## Provided passage
########

Electron transport chain(ETC)
Transfer of electrons from substrate to molecular oxygen through a chain of electron carriers is
called electron transport chain or respiratory chain. Mitochondria contains a series of catalysts
forming the respiratory chain which are involved in the transfer of electrons and hydrogen and
their final reaction is with oxygen to form water. The components of respiratory chain are
arranged sequentially in the order of increasing redox potential.
Electrons flow through the chain in a stepwise manner from lower redox potential to higher
redox potential. Some amount of energy is liberated with transfer of electron from one
component to another. Whenever there is a release of 7.4 Kcal of energy or a little more, then
ATP formation takes place there. NADH forms 3 ATPs whereas FADH2 forms only 2 as it
enters ETC at the site beyond the first site of ATP formation.
The/three sites of ATP formation in the ETC or respiratory chain are:
1. Between NADH dehydrogenase (flavoprotein) and ubiquinone (coenzyme Q).
2. Between cytochrome-b and cytochrome-c1.
3. Between cytochrome-a and cytochrome-a3 (cytochromes oxidase).

########

## Data extracts
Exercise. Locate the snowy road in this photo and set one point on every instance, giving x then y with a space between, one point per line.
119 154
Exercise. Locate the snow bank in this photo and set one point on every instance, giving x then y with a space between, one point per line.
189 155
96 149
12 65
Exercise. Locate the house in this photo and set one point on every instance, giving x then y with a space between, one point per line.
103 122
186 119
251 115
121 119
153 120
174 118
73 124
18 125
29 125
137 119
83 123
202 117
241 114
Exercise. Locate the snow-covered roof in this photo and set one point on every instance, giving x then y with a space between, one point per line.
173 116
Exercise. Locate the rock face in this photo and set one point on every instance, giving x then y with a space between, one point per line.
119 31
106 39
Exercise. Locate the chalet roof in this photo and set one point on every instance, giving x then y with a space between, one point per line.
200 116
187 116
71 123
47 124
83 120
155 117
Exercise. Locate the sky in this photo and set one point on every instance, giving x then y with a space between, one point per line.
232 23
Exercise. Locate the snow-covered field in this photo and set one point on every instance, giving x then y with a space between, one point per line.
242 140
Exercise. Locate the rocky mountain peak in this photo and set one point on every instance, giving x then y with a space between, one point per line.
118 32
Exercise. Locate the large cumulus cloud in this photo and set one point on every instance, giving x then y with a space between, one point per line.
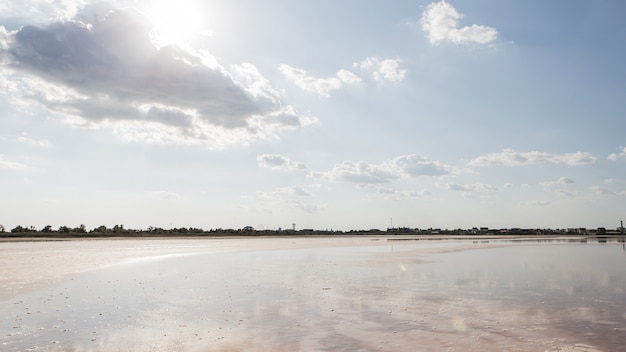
106 70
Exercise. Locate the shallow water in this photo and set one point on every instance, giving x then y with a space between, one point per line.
494 296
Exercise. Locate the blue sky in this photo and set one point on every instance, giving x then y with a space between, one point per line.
327 114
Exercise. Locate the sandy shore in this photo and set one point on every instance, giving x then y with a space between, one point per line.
32 263
323 294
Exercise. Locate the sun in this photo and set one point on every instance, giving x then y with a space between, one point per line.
175 21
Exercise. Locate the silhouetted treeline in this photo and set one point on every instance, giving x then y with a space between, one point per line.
120 230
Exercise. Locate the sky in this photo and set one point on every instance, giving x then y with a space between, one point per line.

########

## Try it
Continue the passage on the electron transport chain, picking up right after its list of the three sites of ATP formation.

## Written answer
Figure: The components of ETC, their redox potential and their sequence is
Phosphorylation:
Esterification of a phosphate through a high energy bond (7.4 Kcal) is known as
phosphorylation. Combination of inorganic phosphate (Pi) with any other compound through
high energy bond is known as phosphorylation. Or formation of ATP from ADP and phosphate
or NTP from NDP and Pi is known as phosphorylation.
P/O ratio
It is ratio of the number of molecules of ADP converted to ATP to the number of oxygen atoms
utilized by respiratory chain. • It is a measure to the efficiency of oxidative phosphorylation. • It
is 3/1 if NADH+H+ is used and 2/1 if FADH2 is used.
There are two types of phosphorylation:
1. Substrate level phosphorylation:
Formation of high energy phosphate bond at the level of a substrate without the involvement of
the respiratory chain is known as substrate level phosphorylation. Ex. Phosphoenolpyruvate is
converted to pyruvate by pyruvate kinase where ATP is formed from ADP.
2. Oxidative phosphorylation:
The enzymatic phosphorylation of ADP to ATP coupled with electron transport from a substrate
to molecular oxygen is known as oxidative phosphorylation or respiratory chain phosphorylation.
Mechanism of oxidative phosphorylation
Mechanism of oxidative phosphorylation was explained by three theories out of which only two
theories are mentioned
There are 2 theories: 1.The chemical theory.
2.The chemiosmotic theory.
1. Chemical theory:It suggests that there is a direct chemical coupling of oxidation and
phosphorylation through high-energy intermediate compounds. •This theory is not accepted, as
postulated high-energy intermediate compounds were never found.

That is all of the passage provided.